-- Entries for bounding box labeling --
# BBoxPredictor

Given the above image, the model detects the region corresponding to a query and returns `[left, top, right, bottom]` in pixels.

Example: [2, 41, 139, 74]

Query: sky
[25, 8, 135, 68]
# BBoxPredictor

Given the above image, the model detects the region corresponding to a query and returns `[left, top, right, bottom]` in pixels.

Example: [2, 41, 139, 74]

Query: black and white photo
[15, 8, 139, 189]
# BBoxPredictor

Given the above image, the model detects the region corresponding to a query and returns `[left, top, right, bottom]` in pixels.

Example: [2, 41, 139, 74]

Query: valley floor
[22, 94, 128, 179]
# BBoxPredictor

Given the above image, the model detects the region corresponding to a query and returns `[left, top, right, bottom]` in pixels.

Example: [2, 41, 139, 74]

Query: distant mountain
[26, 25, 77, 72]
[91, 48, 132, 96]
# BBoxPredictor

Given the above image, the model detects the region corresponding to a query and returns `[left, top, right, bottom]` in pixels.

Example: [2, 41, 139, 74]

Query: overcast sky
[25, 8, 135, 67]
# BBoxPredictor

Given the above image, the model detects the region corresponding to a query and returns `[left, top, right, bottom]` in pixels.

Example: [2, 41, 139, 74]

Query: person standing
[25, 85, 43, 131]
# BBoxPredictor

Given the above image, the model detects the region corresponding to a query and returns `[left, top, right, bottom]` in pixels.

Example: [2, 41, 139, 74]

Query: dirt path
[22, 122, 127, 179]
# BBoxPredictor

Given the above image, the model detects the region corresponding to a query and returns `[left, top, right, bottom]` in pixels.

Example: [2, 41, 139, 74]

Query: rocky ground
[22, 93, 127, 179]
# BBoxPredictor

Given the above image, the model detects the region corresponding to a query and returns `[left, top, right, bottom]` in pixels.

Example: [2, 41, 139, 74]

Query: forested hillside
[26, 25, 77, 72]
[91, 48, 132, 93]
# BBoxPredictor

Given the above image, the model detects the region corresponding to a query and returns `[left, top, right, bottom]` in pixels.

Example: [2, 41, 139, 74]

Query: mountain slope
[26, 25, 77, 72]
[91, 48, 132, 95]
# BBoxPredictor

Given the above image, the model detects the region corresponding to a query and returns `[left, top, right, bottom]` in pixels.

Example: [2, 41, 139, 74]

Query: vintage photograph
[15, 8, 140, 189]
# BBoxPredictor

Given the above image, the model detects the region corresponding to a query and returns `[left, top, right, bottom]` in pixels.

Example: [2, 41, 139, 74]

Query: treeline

-- Aim --
Update all the entries above by changing "BBoxPredictor" to "BoxLocator" and leaving everything else the same.

-- Result of this exercise --
# BoxLocator

Given the above image, the model detects the region corresponding to a query and returns `[left, top, right, bottom]` in pixels.

Example: [2, 41, 139, 74]

Query: sky
[25, 8, 135, 68]
# BoxLocator

Given the above image, the model detects the region corresponding to a query and returns `[left, top, right, bottom]` in pixels.

Example: [2, 41, 139, 74]

Query: black and white photo
[15, 8, 139, 189]
# BoxLocator

Given the above image, the model detects the region corresponding to a query and returns `[left, top, right, bottom]` in pixels.

Example: [2, 41, 139, 74]

Query: valley floor
[22, 94, 128, 179]
# BoxLocator

Given the above image, the model detects the region corresponding to a query and returns `[left, top, right, bottom]` in pixels.

Example: [2, 41, 139, 74]

Query: distant mountain
[26, 25, 77, 72]
[91, 48, 132, 96]
# BoxLocator

Given the above image, the model detects the region corresponding to a query and returns `[left, top, right, bottom]` in pixels.

Example: [2, 41, 139, 74]

Query: overcast sky
[25, 8, 135, 67]
# BoxLocator

Given the above image, the model detects the region corresponding to a query and returns `[left, top, right, bottom]` in pixels.

Example: [2, 41, 139, 74]

Query: person standing
[25, 85, 43, 131]
# BoxLocator

Given the above image, the model detects the region corresponding to a query and returns `[left, top, right, bottom]` in pixels.

Example: [2, 41, 139, 74]

Query: dirt path
[22, 122, 127, 179]
# BoxLocator

Given the above image, the model detects the region corresponding to a query and returns `[left, top, right, bottom]` in pixels.

Example: [2, 41, 139, 74]

Query: rocky ground
[22, 93, 127, 179]
# BoxLocator

Given the above image, the model detects the region corresponding to a query and returns `[left, top, right, bottom]` in pixels.

Example: [2, 41, 139, 74]

Query: forested hillside
[26, 25, 77, 72]
[91, 48, 132, 93]
# BoxLocator

Given the above image, the model detects the region corresponding to a query and returns `[left, top, right, bottom]` in pixels.

Example: [2, 41, 139, 74]

Query: mountain slope
[26, 25, 77, 72]
[91, 48, 132, 95]
# BoxLocator

Given the above image, the model detects the region corresponding to a query and returns `[left, top, right, bottom]` in pixels.

Example: [2, 41, 139, 74]

Query: vintage photograph
[15, 8, 140, 189]
# BoxLocator

Given the above image, the model detects the region corresponding to a query and returns `[left, top, right, bottom]` in pixels.

Example: [2, 41, 139, 74]

Query: treeline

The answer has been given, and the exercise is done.